# Uh, Houston we have a problem...



## thrainson (Mar 24, 2015)

So after this happened for the second time in a row,I think I may be doing something wrong.



I was just doing a couple final touches on the inside bottom (needed to go a little deeper), and wham! it blows apart ! Am I doing something wrong?
Was using the 1/2" round EWT tool.
Thanks for any advise, or condolences lol!


----------



## ripjack13 (Mar 24, 2015)

Need some background info...
What speed were you at?
How did you have it attached?
Is it dry or wet wood?
What kind of wood is it?
Did you notice any chatter in the tool?
What's the depth of the cup, and how long is your tool?


----------



## ripjack13 (Mar 24, 2015)

Oh man....that last one looks bad....

Reactions: Funny 5


----------



## duncsuss (Mar 24, 2015)

Once you've thinned the stem, don't go back inside the bowl. There'll be too much flex in the stem, a catch is virtually guaranteed.

Or, putting it in positive terms, the sequence should be:

1) shape the blank into a cylinder
2) mark with a pencil where the bottom of the bowl will be, any features/accents on the stem, where the stem meets the foot, and where you're going to part it off
3) shape the outside of the bowl, but don't narrow it down to the stem, just start that curve and leave plenty of meat
4) sand the outside of the bowl and the rim
5) hollow the inside
6) sand the inside
7) if you have to go back into the inside for any reason, do it now
8) inch at a time, thin the stem, sand that section
9) shape the foot and sand it
10) part it off

YMMV, IMHO, etc ...

→ RAW RECORDS:
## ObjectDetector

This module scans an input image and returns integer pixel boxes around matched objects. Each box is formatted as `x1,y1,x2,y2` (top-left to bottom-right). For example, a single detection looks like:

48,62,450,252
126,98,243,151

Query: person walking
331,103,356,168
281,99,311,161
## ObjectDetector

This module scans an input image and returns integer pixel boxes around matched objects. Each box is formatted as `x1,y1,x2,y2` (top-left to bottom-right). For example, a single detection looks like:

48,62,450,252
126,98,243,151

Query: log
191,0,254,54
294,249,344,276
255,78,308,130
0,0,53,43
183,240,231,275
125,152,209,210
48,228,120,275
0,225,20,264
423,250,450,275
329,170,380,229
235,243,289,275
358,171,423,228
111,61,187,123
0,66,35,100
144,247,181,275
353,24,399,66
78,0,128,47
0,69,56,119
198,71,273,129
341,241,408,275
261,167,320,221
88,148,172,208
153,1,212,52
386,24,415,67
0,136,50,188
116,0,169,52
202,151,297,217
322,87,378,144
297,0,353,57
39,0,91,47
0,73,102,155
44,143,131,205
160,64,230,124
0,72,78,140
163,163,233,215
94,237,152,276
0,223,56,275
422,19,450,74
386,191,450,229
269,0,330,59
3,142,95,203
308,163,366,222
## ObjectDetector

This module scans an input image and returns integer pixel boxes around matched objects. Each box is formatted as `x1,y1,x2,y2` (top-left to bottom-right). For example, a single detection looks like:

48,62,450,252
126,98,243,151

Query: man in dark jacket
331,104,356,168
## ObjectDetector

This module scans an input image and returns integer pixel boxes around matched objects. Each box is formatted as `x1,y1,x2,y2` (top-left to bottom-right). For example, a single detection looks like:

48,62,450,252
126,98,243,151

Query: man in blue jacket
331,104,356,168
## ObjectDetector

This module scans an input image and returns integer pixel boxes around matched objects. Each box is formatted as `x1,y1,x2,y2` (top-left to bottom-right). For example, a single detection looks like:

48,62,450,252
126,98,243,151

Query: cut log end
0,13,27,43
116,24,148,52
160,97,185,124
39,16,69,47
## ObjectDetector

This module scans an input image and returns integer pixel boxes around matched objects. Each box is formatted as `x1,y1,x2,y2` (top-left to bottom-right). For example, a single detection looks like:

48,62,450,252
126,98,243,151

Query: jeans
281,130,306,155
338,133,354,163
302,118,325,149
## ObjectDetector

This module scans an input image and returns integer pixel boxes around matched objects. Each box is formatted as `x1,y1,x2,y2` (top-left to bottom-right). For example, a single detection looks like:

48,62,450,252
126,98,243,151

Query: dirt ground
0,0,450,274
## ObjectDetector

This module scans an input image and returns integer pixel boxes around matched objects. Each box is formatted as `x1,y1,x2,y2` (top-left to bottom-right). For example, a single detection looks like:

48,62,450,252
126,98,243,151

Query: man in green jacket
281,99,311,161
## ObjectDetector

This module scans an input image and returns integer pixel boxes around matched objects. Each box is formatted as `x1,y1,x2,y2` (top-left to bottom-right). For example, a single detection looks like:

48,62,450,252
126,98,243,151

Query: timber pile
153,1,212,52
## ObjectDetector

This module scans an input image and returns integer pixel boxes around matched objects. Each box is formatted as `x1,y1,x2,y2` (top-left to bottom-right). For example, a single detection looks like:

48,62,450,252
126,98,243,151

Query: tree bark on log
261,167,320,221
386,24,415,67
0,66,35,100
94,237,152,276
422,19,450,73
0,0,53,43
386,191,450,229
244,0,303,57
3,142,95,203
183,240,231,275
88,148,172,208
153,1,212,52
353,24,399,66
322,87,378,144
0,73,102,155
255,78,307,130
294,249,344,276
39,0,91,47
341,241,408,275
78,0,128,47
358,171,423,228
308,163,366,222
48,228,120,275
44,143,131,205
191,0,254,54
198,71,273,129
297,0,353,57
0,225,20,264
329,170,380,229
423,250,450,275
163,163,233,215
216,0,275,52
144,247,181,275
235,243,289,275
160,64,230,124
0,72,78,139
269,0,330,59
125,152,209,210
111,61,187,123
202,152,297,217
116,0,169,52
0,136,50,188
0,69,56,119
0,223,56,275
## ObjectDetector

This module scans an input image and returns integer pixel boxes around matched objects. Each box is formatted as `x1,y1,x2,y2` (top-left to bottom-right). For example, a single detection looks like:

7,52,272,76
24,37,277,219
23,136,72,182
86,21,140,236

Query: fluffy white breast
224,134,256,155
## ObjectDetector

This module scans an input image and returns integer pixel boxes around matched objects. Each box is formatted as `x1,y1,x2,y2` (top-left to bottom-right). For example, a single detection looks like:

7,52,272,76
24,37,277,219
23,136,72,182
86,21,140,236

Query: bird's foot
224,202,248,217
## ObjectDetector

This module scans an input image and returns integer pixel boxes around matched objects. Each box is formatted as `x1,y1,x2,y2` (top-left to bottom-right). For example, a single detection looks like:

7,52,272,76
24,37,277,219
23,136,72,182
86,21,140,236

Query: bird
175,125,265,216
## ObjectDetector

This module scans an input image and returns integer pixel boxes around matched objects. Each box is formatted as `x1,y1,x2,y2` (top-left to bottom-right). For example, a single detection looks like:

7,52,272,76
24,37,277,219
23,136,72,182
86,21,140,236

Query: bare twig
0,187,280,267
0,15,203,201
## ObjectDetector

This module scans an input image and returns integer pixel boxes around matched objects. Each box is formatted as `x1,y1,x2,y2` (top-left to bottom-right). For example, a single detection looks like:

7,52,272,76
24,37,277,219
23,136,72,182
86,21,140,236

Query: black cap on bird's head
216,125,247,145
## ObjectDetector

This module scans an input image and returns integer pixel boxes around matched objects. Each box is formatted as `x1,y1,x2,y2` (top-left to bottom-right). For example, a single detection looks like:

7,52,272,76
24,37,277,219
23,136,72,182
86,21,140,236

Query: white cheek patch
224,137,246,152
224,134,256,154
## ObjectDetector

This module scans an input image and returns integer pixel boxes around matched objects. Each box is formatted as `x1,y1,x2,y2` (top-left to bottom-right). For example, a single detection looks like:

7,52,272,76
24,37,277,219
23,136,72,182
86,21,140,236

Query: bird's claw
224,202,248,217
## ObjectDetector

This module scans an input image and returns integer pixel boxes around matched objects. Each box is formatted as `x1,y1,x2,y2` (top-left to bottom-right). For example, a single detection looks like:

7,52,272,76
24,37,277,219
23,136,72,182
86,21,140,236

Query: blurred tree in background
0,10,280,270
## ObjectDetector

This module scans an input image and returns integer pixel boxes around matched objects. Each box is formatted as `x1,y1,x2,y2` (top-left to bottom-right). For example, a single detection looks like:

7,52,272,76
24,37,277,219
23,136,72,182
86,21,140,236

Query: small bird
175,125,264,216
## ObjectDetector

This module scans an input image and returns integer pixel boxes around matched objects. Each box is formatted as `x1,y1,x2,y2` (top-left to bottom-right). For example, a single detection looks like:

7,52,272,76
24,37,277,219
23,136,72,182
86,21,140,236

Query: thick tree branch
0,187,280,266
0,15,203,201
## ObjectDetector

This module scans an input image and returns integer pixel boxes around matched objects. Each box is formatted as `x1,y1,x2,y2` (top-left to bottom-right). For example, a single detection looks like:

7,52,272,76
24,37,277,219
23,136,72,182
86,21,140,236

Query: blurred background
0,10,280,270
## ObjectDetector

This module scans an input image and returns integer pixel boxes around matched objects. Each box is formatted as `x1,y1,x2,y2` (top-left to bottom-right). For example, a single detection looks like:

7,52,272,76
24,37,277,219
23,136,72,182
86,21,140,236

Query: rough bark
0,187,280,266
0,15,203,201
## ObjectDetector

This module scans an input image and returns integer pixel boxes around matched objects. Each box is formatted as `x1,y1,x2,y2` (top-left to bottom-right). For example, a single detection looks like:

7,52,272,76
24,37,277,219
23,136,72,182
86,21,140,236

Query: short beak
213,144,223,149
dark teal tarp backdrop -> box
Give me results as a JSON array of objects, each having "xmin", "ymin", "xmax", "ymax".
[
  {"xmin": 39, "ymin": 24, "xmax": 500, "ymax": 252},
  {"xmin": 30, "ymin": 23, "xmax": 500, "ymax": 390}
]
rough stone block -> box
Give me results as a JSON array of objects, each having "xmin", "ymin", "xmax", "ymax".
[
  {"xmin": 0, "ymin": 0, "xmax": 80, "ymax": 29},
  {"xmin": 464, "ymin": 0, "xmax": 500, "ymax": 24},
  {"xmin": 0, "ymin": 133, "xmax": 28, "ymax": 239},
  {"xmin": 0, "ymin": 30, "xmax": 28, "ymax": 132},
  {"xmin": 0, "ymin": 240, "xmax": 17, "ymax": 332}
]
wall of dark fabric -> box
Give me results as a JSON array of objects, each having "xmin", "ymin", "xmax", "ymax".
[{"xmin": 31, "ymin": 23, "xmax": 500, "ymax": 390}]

→ GIVEN EXERCISE A:
Rewrite everything in the woodturning thread from "What kind of" down to "one looks bad....", replacing "chatter" with "vibration".
→ GIVEN EXERCISE B:
In the woodturning thread, which tool was thrainson using when the piece blew apart?
→ GIVEN EXERCISE C:
Please continue the woodturning thread from where it stops.

→ EXPECTED ANSWER A:
What kind of wood is it?
Did you notice any vibration in the tool?
What's the depth of the cup, and how long is your tool?


----------



## ripjack13 (Mar 24, 2015)

Oh man....that last one looks bad....

→ EXPECTED ANSWER B:
The 1/2" round EWT tool.

→ EXPECTED ANSWER C:
Reactions: Like 1 | Thank You! 1 | Agree 2 | Great Post 1 | Informative 3


----------



## thrainson (Mar 24, 2015)

ripjack13 said:


> Need some background info...
> What speed were you at?
> How did you have it attached?
> Is it dry or wet wood?
> ...


I was at 6 or 7 out of 10.
Attached with a 4 jaw chuck
10% on the wood
Black walnut
Well it moved when the cup blew up... Before that no.
The cup is 4" from rim to stem, I was working at about 3.5" The tool is wood ticks I believe it's 12"s but not 100% sure on that. Can check tomorrow.


----------



## thrainson (Mar 24, 2015)

duncsuss said:


> Once you've thinned the stem, don't go back inside the bowl. There'll be too much flex in the stem, a catch is virtually guaranteed.
> 
> Or, putting it in positive terms, the sequence should be:
> 
> ...


Thanks! Very helpful, I did go back in after doing the stem on both cups that blew up! That was probably what I did wrong. 

Here is one I just finished

Reactions: Like 5 | Way Cool 2


----------



## duncsuss (Mar 24, 2015)

thrainson said:


> Thanks! Very helpful, I did go back in after doing the stem on both cups that blew up! That was probably what I did wrong.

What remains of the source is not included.